* **ТЕКСТ СТРАНИЦЫ**:
----

2
О замысле повести "Созвездие Козлотура", опубликованной в журнале "Новый мир" в августовском номере 1966 года и сделавшей автора знаменитым, Фазиль Искандер рассказывает так: "До этого были скитания по газетам со статьей против кукурузной кампанейщины. Я сам вырос на кукурузе, но я видел, что она не хочет расти в Курской области, где я тогда работал в газете. И я попытался своей статьей остановить кукурузную кампанию. Статью, правда, не напечатали, но писатель должен ставить перед собой безумные задачи!" С кукурузной кампанией Искандеру справиться не удалось. Но социальный темперамент молодого автора был неудержим: Искандер вскрыл и обнародовал механизм любой кампании, противоречащей здравому смыслу, ибо, как он дальновидно понимал, кукурузой деятельность активных пропагандистов по нововведениям ограничиться не может. В "Созвездии Козлотура" Искандер живописал такую кампанию в подробном развитии: от радужных перспектив (поддержанных одним чрезвычайно высокопоставленным лицом - "интересное начинание, между прочим!") до бурного провала.
Следуя эстетике уходящего времени, в финале драматического по накалу страстей произведения должен был бы забрезжить рассвет, герой - обретать свежие силы, а автор - усиленно намекать читателю на его грядущие победы.
В финале повести Искандера брезжит новая кампания.
О вещах печальных и более того - социально постыдных - автор повествовал в манере крайне жизнерадостной. Парадоксальный этический закон этой прозы - постараться из неудачи извлечь как можно больше творческой энергии. По принципу: "для мест, подлежащих уничтожению", делать единственное, что можно - "стараться их писать как можно лучше".

----

* **ПРЕДОСТАВЛЕННЫЕ МАТЕРИАЛЫ**:
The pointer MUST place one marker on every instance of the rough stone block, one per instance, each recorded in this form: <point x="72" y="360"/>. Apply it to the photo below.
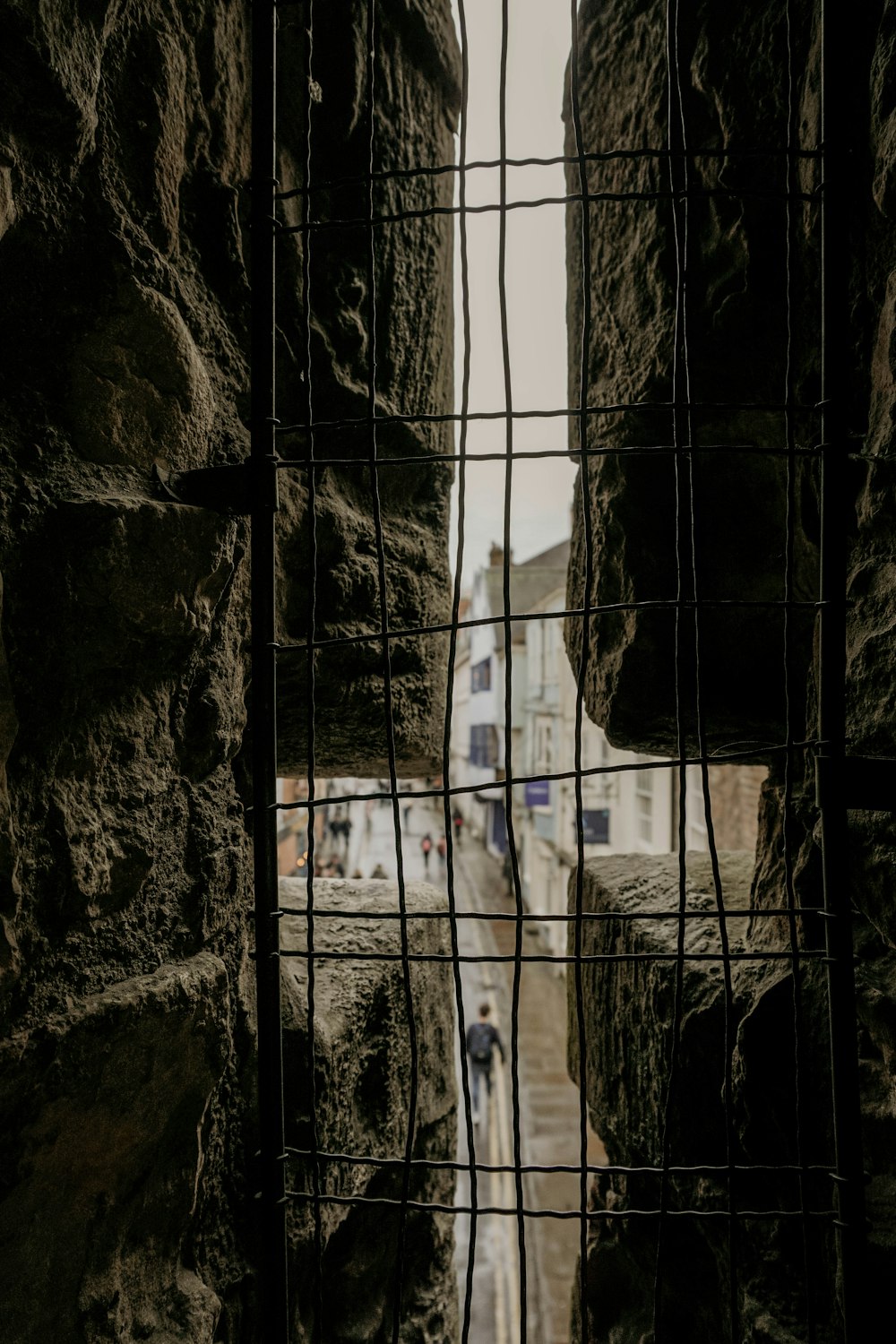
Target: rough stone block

----

* **ЗАДАНИЕ**: Верните дословно отрывок из текста страницы. Начните с места, где стоят слова «Следуя эстетике уходящего», и остановитесь после слов «его грядущие победы.».

* **ПОЛНЫЙ ОТВЕТ**:
Следуя эстетике уходящего времени, в финале драматического по накалу страстей произведения должен был бы забрезжить рассвет, герой - обретать свежие силы, а автор - усиленно намекать читателю на его грядущие победы.